__Work task__:
Each record below needs to be retyped exactly.

__Supplied entries__:
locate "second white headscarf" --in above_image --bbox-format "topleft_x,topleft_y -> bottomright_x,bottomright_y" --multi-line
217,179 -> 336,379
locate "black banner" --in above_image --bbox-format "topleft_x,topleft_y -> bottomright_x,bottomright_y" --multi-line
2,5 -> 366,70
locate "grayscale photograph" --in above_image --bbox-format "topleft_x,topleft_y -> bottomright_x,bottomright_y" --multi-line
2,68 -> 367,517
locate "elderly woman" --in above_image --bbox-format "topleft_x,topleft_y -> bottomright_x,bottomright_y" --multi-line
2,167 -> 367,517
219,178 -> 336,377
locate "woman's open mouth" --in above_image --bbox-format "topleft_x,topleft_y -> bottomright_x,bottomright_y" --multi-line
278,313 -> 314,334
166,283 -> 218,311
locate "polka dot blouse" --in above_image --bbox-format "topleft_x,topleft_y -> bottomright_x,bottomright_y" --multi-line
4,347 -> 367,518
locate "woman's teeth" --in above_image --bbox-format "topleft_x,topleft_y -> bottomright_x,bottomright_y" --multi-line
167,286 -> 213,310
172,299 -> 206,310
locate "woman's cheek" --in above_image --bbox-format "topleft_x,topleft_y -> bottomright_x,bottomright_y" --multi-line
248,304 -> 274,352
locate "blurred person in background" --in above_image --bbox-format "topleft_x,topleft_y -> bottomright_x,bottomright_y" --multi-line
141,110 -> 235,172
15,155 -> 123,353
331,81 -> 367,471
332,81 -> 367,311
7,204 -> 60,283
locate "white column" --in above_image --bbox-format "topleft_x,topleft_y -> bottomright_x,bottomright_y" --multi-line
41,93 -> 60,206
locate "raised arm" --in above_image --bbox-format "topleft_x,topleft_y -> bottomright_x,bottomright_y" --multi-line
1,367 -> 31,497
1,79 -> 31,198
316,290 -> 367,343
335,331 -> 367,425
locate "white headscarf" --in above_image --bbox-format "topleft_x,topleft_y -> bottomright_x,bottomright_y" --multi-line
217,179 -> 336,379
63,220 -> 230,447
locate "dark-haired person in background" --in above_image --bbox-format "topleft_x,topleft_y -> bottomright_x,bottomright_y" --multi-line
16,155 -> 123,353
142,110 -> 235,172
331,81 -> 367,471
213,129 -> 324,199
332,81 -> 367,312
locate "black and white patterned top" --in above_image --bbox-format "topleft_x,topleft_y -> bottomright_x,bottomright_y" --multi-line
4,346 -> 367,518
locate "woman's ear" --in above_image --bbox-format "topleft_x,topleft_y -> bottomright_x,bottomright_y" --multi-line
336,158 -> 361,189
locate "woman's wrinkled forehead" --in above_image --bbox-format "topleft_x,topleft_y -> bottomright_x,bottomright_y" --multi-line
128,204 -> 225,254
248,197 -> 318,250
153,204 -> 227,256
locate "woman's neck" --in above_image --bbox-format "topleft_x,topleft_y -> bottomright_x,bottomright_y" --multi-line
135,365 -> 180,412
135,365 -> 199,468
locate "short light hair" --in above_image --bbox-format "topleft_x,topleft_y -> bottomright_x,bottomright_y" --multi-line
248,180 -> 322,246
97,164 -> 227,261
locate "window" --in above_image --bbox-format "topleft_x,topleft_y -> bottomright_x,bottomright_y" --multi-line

__Output for this task__:
locate "second white headscarf" --in above_image --bbox-format "topleft_x,topleft_y -> bottomright_x,bottomright_y" --multi-line
217,179 -> 336,379
locate "black banner" --in above_image --bbox-format "topleft_x,topleft_y -> bottomright_x,bottomright_y" --multi-line
2,5 -> 366,70
locate "grayscale photograph" --in above_image --bbox-format "topleft_x,topleft_y -> bottomright_x,bottomright_y" --multi-line
2,68 -> 367,517
locate "elderly woman" --in above_image --bbox-format "topleft_x,topleft_y -> bottomright_x,bottomright_y" --multi-line
2,167 -> 367,517
219,178 -> 336,377
locate "woman's open mouth" --in above_image --bbox-format "topleft_x,topleft_y -> bottomright_x,bottomright_y" --multi-line
278,313 -> 314,334
166,283 -> 218,311
locate "polka dot blouse" --in above_image --bbox-format "topleft_x,topleft_y -> bottomright_x,bottomright_y" --multi-line
4,347 -> 367,518
locate "woman's teeth" --in above_image --bbox-format "topleft_x,topleft_y -> bottomright_x,bottomright_y" --multi-line
167,286 -> 213,310
172,299 -> 206,310
locate "woman's cheek" --in above_image --bbox-format "topleft_x,topleft_y -> bottomright_x,bottomright_y" --multi-line
248,304 -> 274,352
locate "blurred person in background" --in above_image --bbox-format "topleft_x,topleft_y -> bottomright_x,bottomright_y" --multi-line
141,110 -> 235,172
15,155 -> 123,353
331,81 -> 367,471
332,81 -> 367,311
7,204 -> 60,283
locate "white column" --in above_image --bbox-format "topleft_x,topleft_y -> bottomright_x,bottomright_y" --multi-line
41,93 -> 60,206
locate "raised arm" --in above_image --bbox-format "topleft_x,topleft_y -> bottomright_x,bottomright_y" --multi-line
1,367 -> 31,497
1,79 -> 31,198
316,290 -> 367,343
335,331 -> 367,425
locate "white headscarf" --in above_image --bbox-format "topleft_x,topleft_y -> bottomright_x,bottomright_y" --multi-line
217,179 -> 336,379
63,220 -> 230,447
locate "dark-haired person in background" --in above_image --bbox-format "topleft_x,topleft_y -> bottomright_x,bottomright_y" --multi-line
16,155 -> 123,353
142,110 -> 235,172
331,81 -> 367,471
213,129 -> 324,199
332,81 -> 367,312
locate "black and white patterned top" --in above_image --bbox-format "topleft_x,topleft_y -> bottomright_x,bottomright_y" --multi-line
4,346 -> 367,518
locate "woman's ear" --in above_image --bbox-format "topleft_x,topleft_y -> bottomright_x,bottomright_y" --multi-line
336,158 -> 361,189
locate "woman's wrinkled forehead" --in above_image --bbox-format "topleft_x,topleft_y -> bottomright_x,bottomright_y" --multi-line
128,204 -> 225,254
248,197 -> 318,250
153,204 -> 227,256
locate "woman's neck" --in above_image --bbox-format "topleft_x,topleft_y -> bottomright_x,bottomright_y" --multi-line
135,365 -> 180,412
135,365 -> 199,468
locate "short light hair" --in above_image --bbox-format "topleft_x,topleft_y -> bottomright_x,bottomright_y" --multi-line
248,180 -> 322,246
97,164 -> 227,261
locate "window" --in above_image --bbox-format "topleft_x,topleft_y -> bottomright_x,bottomright_y" --multi-line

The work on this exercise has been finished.